- [Task requirements]
Gather all lines in the entries that include the word "FROM".

- [Material supplied]
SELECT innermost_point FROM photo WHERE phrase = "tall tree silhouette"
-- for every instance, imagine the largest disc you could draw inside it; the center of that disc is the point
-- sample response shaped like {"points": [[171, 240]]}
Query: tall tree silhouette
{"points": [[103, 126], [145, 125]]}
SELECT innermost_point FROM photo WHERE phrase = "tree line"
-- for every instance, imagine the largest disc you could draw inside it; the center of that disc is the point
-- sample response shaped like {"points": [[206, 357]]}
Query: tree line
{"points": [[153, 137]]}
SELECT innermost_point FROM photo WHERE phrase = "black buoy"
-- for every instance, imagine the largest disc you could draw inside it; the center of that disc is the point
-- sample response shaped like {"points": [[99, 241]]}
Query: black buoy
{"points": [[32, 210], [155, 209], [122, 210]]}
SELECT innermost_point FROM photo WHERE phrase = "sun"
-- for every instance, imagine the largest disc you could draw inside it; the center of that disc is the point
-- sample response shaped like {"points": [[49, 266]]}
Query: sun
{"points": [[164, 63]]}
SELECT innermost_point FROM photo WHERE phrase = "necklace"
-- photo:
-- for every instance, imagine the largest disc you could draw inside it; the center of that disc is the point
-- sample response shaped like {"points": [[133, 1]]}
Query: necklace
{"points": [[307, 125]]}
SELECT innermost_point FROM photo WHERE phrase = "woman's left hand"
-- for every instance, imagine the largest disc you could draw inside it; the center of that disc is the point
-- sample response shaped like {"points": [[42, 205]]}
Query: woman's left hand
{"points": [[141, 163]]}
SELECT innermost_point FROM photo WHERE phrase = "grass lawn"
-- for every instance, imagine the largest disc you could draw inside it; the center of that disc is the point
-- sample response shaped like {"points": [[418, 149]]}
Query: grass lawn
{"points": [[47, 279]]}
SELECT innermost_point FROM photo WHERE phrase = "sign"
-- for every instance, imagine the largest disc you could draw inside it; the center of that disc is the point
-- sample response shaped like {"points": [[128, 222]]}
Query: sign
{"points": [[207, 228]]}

- [Result for this task]
SELECT innermost_point FROM photo WHERE phrase = "tall tree silhouette"
SELECT innermost_point FROM photo WHERE phrase = "tree line"
SELECT innermost_point FROM photo WHERE phrase = "black buoy"
SELECT innermost_point FROM photo WHERE phrase = "sun"
SELECT innermost_point FROM photo WHERE phrase = "necklace"
SELECT innermost_point FROM photo WHERE phrase = "woman's left hand"
SELECT innermost_point FROM photo WHERE phrase = "grass lawn"
SELECT innermost_point FROM photo WHERE phrase = "sign"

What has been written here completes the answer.